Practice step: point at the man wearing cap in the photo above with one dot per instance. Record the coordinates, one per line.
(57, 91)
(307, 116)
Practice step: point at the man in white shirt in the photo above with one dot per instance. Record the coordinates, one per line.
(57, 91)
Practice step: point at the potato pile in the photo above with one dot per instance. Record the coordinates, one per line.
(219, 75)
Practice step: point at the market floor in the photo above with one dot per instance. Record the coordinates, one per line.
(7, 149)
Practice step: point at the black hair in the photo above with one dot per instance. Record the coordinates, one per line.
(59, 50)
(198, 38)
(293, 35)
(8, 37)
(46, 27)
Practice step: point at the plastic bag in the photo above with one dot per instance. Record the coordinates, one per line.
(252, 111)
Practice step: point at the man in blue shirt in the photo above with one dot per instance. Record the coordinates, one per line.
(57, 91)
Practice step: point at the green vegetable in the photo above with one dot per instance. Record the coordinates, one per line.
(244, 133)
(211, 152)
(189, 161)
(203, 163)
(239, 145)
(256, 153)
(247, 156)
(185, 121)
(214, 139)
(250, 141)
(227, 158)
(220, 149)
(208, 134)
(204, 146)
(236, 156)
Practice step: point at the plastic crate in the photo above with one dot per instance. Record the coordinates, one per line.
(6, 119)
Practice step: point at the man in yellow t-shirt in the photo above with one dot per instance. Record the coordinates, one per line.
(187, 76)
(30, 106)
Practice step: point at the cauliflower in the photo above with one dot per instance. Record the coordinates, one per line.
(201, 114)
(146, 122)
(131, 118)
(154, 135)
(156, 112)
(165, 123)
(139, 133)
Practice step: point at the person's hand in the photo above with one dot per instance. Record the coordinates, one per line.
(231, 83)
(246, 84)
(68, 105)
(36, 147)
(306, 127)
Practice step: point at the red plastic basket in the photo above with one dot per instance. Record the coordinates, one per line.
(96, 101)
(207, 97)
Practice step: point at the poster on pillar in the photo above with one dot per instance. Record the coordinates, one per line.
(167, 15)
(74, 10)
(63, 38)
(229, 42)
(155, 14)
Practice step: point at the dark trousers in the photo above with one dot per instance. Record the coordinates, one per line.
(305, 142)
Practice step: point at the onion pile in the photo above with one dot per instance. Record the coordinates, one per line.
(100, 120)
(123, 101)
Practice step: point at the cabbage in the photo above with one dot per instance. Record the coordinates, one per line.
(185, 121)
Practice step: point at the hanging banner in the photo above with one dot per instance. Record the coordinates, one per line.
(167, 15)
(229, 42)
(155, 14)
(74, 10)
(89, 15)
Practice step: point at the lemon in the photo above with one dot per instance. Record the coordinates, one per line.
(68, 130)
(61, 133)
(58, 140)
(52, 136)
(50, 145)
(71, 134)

» Problem statement:
Copy out all of the lines above word for word, keeping them in their original order.

» Exercise response:
Practice step: point at the man wearing cap in the photo above with one dot per instance. Record the coordinates, one per line.
(57, 91)
(307, 116)
Practice step: point at the man in white shirt in the photo above with one dot per instance. Record the coordinates, one per line.
(57, 91)
Practice step: point at the potato pile in the photo above with one dot per instance. Record the coordinates, one per line.
(219, 75)
Practice step: point at the market floor in the photo above with one dot per instance. Record the coordinates, one per line.
(7, 149)
Practice step: point at the black hair in the photo above with one dot per instance. Record the coordinates, one per line.
(59, 50)
(198, 38)
(293, 35)
(8, 37)
(46, 27)
Practice step: point at the plastic bag in the photo above with one dot per instance. Record the coordinates, one per line.
(252, 111)
Practice step: point at the man in blue shirt in the photo above with one dot per instance. Record the coordinates, one per line.
(57, 91)
Practice step: point at the green vegetable in the photo above with one dot per instance. Record the coordinates, one per line.
(244, 133)
(211, 152)
(189, 161)
(203, 163)
(239, 145)
(256, 153)
(247, 156)
(185, 121)
(214, 139)
(250, 141)
(227, 158)
(220, 149)
(208, 134)
(204, 146)
(236, 156)
Practice step: point at the plastic crate in the photo above with one dot per instance. Record the coordinates, one per line.
(6, 119)
Practice step: point at the man in yellow t-shirt in the photo above with one dot per instance. Record the coordinates, one per line.
(187, 76)
(30, 106)
Practice step: point at the cauliflower in the photo above with one dot per instance. Record the coordinates, one per line.
(201, 114)
(146, 122)
(131, 118)
(154, 135)
(156, 112)
(165, 123)
(139, 133)
Practice step: point at the person's hand in the photo above with one dot per instance. Record the coordinates, one per line.
(231, 83)
(246, 84)
(68, 105)
(36, 147)
(306, 127)
Practice step: point at the red plastic basket in the photo above with one dot per instance. Record the coordinates, one per line.
(96, 101)
(207, 97)
Practice step: point at the poster on pillar in the photo above with one dot per instance. Record the coordinates, one per line.
(167, 15)
(74, 10)
(63, 38)
(229, 42)
(155, 14)
Practice step: point at the dark trousers in the photo above with one dot per instance. Record the coordinates, one per line.
(305, 142)
Practice step: point at the onion pile in the photo above with one dot per instance. Record the coordinates, one per line.
(100, 120)
(123, 101)
Practice step: point at the cabbage in the photo above with one dot per instance. Record the coordinates, one per line.
(185, 121)
Practice step: point at the hanging banner in the photo above with one dot per instance. Record the coordinates, one per line.
(167, 15)
(229, 42)
(155, 14)
(74, 10)
(89, 15)
Practice step: point at the lemon in the photo above with one dot per instance. Record the coordinates, one per line.
(68, 130)
(61, 133)
(58, 140)
(52, 136)
(50, 145)
(71, 134)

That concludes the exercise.